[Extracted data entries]

::::::::

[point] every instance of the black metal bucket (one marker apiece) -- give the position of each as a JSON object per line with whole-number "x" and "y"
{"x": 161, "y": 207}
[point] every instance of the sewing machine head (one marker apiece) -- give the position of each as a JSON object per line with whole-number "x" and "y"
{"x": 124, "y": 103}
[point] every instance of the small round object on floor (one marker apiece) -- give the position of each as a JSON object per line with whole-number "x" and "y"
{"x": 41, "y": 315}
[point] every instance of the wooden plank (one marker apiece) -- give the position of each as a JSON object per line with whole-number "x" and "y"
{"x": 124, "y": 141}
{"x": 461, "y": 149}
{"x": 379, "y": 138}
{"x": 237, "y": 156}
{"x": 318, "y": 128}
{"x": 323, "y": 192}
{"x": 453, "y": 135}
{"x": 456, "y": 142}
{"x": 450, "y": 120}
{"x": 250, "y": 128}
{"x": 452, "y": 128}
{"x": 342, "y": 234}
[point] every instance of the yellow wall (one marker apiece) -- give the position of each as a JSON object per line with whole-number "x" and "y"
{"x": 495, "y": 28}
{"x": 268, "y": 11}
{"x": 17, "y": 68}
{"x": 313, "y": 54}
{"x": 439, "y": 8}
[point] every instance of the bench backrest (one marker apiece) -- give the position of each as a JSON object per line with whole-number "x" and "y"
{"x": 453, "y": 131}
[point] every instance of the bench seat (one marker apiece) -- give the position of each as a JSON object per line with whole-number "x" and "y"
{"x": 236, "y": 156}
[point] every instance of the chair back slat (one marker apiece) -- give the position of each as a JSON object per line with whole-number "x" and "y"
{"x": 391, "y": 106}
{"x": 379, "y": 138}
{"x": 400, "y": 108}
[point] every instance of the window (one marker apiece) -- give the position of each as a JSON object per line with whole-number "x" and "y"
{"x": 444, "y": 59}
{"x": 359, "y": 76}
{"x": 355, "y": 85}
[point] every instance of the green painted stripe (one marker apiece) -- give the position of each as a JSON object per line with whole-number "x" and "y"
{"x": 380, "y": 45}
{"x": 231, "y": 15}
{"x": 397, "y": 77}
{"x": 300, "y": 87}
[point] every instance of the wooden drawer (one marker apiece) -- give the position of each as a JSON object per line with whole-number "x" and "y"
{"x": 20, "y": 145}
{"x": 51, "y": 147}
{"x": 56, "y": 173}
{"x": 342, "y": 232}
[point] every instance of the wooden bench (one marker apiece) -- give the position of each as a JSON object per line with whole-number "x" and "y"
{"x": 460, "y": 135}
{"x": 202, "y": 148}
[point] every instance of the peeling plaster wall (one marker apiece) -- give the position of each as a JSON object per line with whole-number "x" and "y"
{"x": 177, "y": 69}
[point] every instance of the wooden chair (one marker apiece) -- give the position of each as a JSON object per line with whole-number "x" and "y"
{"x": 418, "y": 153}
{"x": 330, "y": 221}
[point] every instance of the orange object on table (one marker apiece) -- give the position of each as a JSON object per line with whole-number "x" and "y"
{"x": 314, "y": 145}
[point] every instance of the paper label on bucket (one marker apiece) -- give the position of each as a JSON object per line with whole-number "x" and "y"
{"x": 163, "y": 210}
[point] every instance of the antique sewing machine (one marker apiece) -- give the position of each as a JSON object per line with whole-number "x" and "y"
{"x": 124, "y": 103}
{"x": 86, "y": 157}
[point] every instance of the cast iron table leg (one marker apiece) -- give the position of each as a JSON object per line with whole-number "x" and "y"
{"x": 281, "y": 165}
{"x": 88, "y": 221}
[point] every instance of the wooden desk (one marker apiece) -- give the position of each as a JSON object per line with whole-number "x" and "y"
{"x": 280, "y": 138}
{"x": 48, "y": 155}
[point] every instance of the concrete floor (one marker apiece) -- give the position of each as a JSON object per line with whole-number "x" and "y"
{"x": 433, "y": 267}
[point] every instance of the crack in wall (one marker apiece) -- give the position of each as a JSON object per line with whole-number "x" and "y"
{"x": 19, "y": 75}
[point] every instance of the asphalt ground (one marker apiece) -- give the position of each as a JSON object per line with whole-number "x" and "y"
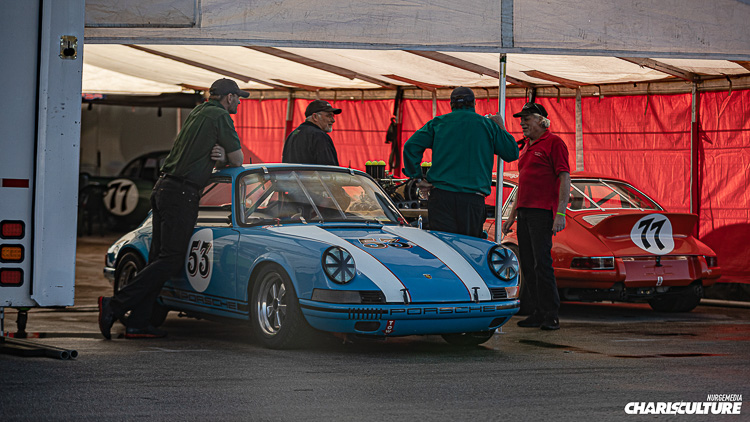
{"x": 604, "y": 357}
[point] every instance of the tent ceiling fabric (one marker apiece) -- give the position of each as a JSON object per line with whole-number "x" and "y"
{"x": 641, "y": 28}
{"x": 125, "y": 69}
{"x": 154, "y": 46}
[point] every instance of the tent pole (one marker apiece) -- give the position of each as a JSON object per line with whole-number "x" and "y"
{"x": 289, "y": 113}
{"x": 579, "y": 131}
{"x": 694, "y": 157}
{"x": 397, "y": 112}
{"x": 499, "y": 178}
{"x": 434, "y": 103}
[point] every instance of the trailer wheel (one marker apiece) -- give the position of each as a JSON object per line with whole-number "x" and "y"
{"x": 127, "y": 268}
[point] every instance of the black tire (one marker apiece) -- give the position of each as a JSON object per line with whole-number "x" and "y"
{"x": 682, "y": 302}
{"x": 468, "y": 339}
{"x": 525, "y": 308}
{"x": 276, "y": 318}
{"x": 127, "y": 267}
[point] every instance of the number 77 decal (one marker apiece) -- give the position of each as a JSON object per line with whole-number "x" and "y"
{"x": 653, "y": 234}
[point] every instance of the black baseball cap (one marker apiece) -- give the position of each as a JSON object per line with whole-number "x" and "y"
{"x": 462, "y": 94}
{"x": 227, "y": 86}
{"x": 319, "y": 105}
{"x": 531, "y": 108}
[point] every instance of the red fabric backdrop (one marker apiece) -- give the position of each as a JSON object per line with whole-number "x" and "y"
{"x": 642, "y": 139}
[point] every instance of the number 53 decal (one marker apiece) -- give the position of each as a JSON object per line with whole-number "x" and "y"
{"x": 199, "y": 261}
{"x": 653, "y": 233}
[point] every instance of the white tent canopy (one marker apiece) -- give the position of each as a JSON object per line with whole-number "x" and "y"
{"x": 148, "y": 46}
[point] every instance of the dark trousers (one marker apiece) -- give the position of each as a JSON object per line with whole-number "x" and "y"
{"x": 174, "y": 212}
{"x": 534, "y": 227}
{"x": 456, "y": 212}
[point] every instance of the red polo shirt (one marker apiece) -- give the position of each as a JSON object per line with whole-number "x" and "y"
{"x": 538, "y": 167}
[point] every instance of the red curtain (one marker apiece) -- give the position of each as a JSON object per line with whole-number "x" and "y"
{"x": 642, "y": 139}
{"x": 725, "y": 180}
{"x": 261, "y": 125}
{"x": 358, "y": 134}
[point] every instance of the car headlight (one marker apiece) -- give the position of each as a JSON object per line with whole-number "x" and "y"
{"x": 503, "y": 262}
{"x": 338, "y": 264}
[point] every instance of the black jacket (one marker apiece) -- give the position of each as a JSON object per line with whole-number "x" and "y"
{"x": 309, "y": 144}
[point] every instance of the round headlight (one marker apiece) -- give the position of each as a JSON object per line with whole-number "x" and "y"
{"x": 338, "y": 264}
{"x": 503, "y": 262}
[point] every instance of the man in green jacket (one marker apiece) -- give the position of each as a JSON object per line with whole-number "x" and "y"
{"x": 208, "y": 139}
{"x": 464, "y": 145}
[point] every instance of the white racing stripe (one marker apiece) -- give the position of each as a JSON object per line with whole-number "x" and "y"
{"x": 448, "y": 255}
{"x": 366, "y": 263}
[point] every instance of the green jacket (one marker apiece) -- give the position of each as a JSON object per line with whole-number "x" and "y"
{"x": 207, "y": 125}
{"x": 464, "y": 145}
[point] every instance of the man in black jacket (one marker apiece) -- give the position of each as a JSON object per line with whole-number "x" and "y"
{"x": 310, "y": 143}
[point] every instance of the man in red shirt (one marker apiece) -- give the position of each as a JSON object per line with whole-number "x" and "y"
{"x": 543, "y": 191}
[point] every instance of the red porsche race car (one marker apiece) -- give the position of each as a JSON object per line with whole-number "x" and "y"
{"x": 620, "y": 245}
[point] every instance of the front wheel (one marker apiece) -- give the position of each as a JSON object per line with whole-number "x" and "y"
{"x": 127, "y": 268}
{"x": 276, "y": 318}
{"x": 680, "y": 302}
{"x": 468, "y": 339}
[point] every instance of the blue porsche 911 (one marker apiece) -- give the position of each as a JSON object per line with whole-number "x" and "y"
{"x": 295, "y": 247}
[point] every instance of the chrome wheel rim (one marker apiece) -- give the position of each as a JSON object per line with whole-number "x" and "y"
{"x": 271, "y": 304}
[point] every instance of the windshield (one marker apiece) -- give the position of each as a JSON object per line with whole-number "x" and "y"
{"x": 312, "y": 196}
{"x": 606, "y": 195}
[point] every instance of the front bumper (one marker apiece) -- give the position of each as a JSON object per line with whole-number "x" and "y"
{"x": 411, "y": 319}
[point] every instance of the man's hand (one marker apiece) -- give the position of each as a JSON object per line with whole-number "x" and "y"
{"x": 559, "y": 224}
{"x": 507, "y": 224}
{"x": 219, "y": 155}
{"x": 497, "y": 118}
{"x": 424, "y": 187}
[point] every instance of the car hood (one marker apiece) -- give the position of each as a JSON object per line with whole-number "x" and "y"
{"x": 657, "y": 233}
{"x": 406, "y": 263}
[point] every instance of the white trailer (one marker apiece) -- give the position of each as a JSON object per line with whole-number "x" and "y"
{"x": 39, "y": 151}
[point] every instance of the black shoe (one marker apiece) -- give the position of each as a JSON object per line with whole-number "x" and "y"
{"x": 534, "y": 320}
{"x": 550, "y": 323}
{"x": 106, "y": 316}
{"x": 148, "y": 332}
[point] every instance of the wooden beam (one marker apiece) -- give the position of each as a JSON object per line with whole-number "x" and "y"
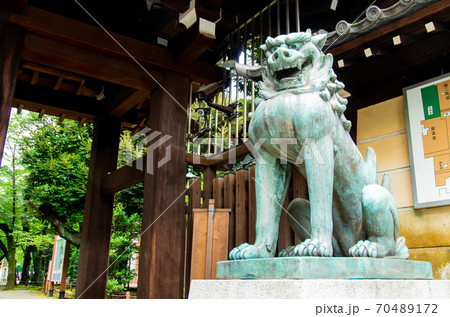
{"x": 11, "y": 43}
{"x": 93, "y": 38}
{"x": 14, "y": 5}
{"x": 124, "y": 177}
{"x": 192, "y": 44}
{"x": 52, "y": 71}
{"x": 97, "y": 216}
{"x": 161, "y": 255}
{"x": 241, "y": 214}
{"x": 401, "y": 59}
{"x": 230, "y": 156}
{"x": 58, "y": 83}
{"x": 209, "y": 173}
{"x": 392, "y": 28}
{"x": 122, "y": 107}
{"x": 35, "y": 78}
{"x": 79, "y": 60}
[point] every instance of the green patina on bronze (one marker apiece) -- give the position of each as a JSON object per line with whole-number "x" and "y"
{"x": 299, "y": 123}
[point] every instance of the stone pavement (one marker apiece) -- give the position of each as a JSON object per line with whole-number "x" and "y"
{"x": 21, "y": 293}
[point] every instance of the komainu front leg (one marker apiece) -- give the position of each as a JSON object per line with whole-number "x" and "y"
{"x": 319, "y": 166}
{"x": 272, "y": 180}
{"x": 381, "y": 223}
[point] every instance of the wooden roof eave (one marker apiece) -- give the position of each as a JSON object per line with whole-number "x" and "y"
{"x": 75, "y": 34}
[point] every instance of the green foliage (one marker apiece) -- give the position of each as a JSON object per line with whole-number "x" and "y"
{"x": 113, "y": 286}
{"x": 56, "y": 156}
{"x": 125, "y": 233}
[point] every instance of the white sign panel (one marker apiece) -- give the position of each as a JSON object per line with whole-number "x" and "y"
{"x": 428, "y": 121}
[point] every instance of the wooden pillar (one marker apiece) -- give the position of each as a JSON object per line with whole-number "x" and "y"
{"x": 161, "y": 256}
{"x": 97, "y": 218}
{"x": 62, "y": 288}
{"x": 11, "y": 44}
{"x": 209, "y": 174}
{"x": 195, "y": 187}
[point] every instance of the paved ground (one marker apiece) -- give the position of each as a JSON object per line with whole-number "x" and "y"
{"x": 21, "y": 293}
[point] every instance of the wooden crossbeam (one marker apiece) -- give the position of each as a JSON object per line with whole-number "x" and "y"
{"x": 194, "y": 42}
{"x": 132, "y": 100}
{"x": 52, "y": 71}
{"x": 404, "y": 23}
{"x": 95, "y": 39}
{"x": 79, "y": 60}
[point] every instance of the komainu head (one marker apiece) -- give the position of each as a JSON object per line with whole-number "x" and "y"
{"x": 295, "y": 63}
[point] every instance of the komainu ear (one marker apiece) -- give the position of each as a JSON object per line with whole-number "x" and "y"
{"x": 319, "y": 40}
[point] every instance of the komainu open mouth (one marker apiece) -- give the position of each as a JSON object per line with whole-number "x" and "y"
{"x": 290, "y": 73}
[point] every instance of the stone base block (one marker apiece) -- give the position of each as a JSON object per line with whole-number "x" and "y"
{"x": 324, "y": 268}
{"x": 319, "y": 289}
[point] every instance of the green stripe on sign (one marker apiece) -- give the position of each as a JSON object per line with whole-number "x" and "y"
{"x": 430, "y": 102}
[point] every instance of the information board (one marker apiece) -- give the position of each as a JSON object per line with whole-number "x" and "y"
{"x": 427, "y": 107}
{"x": 59, "y": 259}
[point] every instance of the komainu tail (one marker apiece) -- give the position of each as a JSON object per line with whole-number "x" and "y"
{"x": 371, "y": 160}
{"x": 387, "y": 182}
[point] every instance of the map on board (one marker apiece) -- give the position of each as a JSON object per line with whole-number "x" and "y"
{"x": 436, "y": 130}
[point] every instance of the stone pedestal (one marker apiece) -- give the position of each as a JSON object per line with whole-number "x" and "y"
{"x": 315, "y": 277}
{"x": 319, "y": 289}
{"x": 324, "y": 268}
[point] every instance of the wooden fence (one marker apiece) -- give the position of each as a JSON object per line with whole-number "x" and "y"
{"x": 237, "y": 192}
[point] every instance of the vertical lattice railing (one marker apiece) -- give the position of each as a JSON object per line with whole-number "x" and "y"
{"x": 221, "y": 131}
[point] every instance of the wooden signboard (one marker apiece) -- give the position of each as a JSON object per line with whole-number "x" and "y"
{"x": 427, "y": 107}
{"x": 210, "y": 240}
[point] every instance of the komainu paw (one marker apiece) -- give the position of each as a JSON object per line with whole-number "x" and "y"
{"x": 312, "y": 247}
{"x": 365, "y": 248}
{"x": 289, "y": 251}
{"x": 249, "y": 251}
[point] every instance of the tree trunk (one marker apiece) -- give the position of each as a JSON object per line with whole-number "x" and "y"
{"x": 26, "y": 266}
{"x": 11, "y": 257}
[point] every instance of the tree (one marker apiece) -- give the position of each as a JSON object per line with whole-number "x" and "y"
{"x": 8, "y": 215}
{"x": 56, "y": 156}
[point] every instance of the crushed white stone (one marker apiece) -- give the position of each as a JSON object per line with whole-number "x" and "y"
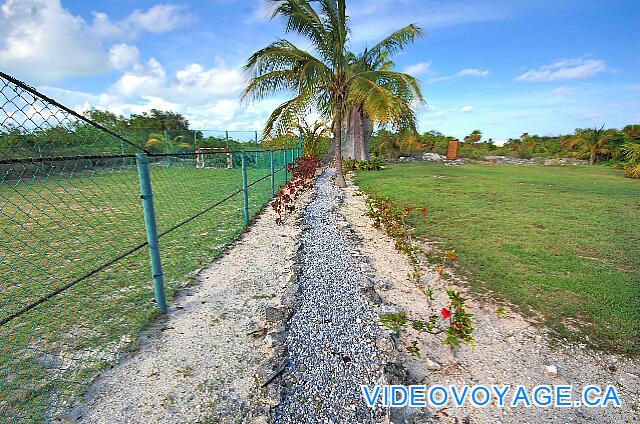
{"x": 508, "y": 350}
{"x": 199, "y": 365}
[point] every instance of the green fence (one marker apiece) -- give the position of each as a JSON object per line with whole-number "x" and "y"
{"x": 76, "y": 284}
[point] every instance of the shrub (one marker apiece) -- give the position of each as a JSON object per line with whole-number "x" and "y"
{"x": 303, "y": 172}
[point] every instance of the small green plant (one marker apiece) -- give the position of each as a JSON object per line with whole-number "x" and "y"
{"x": 413, "y": 349}
{"x": 303, "y": 172}
{"x": 185, "y": 371}
{"x": 429, "y": 293}
{"x": 375, "y": 164}
{"x": 394, "y": 321}
{"x": 390, "y": 218}
{"x": 460, "y": 327}
{"x": 167, "y": 401}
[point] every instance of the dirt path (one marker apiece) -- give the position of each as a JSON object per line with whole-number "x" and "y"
{"x": 201, "y": 364}
{"x": 509, "y": 350}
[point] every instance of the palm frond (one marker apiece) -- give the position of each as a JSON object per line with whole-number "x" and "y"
{"x": 398, "y": 40}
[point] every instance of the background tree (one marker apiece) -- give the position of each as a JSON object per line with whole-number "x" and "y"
{"x": 473, "y": 138}
{"x": 592, "y": 140}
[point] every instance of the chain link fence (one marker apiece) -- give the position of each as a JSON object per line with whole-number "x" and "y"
{"x": 75, "y": 275}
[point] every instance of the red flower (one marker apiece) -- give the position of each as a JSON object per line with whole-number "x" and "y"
{"x": 445, "y": 313}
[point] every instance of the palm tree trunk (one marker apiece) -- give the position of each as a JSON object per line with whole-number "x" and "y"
{"x": 366, "y": 133}
{"x": 337, "y": 140}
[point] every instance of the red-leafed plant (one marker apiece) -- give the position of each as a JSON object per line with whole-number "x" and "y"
{"x": 303, "y": 172}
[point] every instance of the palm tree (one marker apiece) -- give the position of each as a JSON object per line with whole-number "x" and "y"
{"x": 312, "y": 135}
{"x": 591, "y": 140}
{"x": 378, "y": 58}
{"x": 324, "y": 80}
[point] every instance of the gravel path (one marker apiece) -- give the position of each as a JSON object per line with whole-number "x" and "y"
{"x": 331, "y": 343}
{"x": 201, "y": 363}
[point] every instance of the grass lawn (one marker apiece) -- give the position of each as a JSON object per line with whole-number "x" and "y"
{"x": 560, "y": 243}
{"x": 56, "y": 229}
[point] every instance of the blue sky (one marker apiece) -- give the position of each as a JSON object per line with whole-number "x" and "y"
{"x": 504, "y": 67}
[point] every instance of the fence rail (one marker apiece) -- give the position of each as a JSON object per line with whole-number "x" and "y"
{"x": 91, "y": 222}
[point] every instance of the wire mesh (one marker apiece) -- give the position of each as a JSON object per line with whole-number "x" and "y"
{"x": 75, "y": 284}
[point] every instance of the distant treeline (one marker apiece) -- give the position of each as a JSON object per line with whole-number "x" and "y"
{"x": 156, "y": 131}
{"x": 618, "y": 147}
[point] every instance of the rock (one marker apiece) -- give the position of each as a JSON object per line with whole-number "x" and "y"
{"x": 382, "y": 285}
{"x": 432, "y": 365}
{"x": 551, "y": 370}
{"x": 276, "y": 314}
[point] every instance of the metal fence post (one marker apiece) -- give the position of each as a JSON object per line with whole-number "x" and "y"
{"x": 245, "y": 189}
{"x": 256, "y": 139}
{"x": 284, "y": 156}
{"x": 152, "y": 232}
{"x": 167, "y": 149}
{"x": 273, "y": 176}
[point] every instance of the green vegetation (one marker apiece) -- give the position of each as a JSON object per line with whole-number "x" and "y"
{"x": 328, "y": 78}
{"x": 560, "y": 243}
{"x": 56, "y": 229}
{"x": 598, "y": 145}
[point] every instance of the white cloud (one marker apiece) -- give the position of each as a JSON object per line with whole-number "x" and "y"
{"x": 261, "y": 12}
{"x": 42, "y": 42}
{"x": 591, "y": 116}
{"x": 207, "y": 97}
{"x": 160, "y": 18}
{"x": 123, "y": 56}
{"x": 472, "y": 72}
{"x": 565, "y": 69}
{"x": 418, "y": 68}
{"x": 380, "y": 20}
{"x": 468, "y": 72}
{"x": 562, "y": 91}
{"x": 191, "y": 84}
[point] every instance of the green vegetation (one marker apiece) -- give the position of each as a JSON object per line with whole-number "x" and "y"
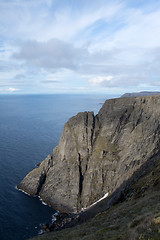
{"x": 136, "y": 218}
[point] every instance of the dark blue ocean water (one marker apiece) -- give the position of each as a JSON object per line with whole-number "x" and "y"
{"x": 30, "y": 127}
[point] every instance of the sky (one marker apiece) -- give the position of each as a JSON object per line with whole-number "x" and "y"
{"x": 79, "y": 46}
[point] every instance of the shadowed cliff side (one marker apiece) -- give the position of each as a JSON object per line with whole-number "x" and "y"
{"x": 96, "y": 154}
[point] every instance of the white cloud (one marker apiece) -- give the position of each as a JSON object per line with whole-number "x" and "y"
{"x": 100, "y": 80}
{"x": 106, "y": 44}
{"x": 13, "y": 89}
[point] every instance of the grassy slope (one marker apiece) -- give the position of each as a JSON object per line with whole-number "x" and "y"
{"x": 138, "y": 217}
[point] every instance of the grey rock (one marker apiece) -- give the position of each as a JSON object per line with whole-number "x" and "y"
{"x": 140, "y": 94}
{"x": 96, "y": 154}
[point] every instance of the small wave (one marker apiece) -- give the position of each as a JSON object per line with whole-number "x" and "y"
{"x": 22, "y": 191}
{"x": 44, "y": 203}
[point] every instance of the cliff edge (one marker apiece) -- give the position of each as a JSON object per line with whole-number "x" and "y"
{"x": 96, "y": 154}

::::::::

■ **What to do**:
Your task is to write out the lines from the one with "[point] every instance of the small wave" through the end of the records, exactly and with nothing added.

■ **Output of the exercise**:
[point] every instance of the small wave (one marker apiece) -- give the position of each as a JSON object per line with whole-number "x" and "y"
{"x": 22, "y": 191}
{"x": 44, "y": 203}
[point] every instance of the cliff edge (one marker apiece) -- give the position of each as a JSON object per line with whole-number "x" and "y"
{"x": 96, "y": 154}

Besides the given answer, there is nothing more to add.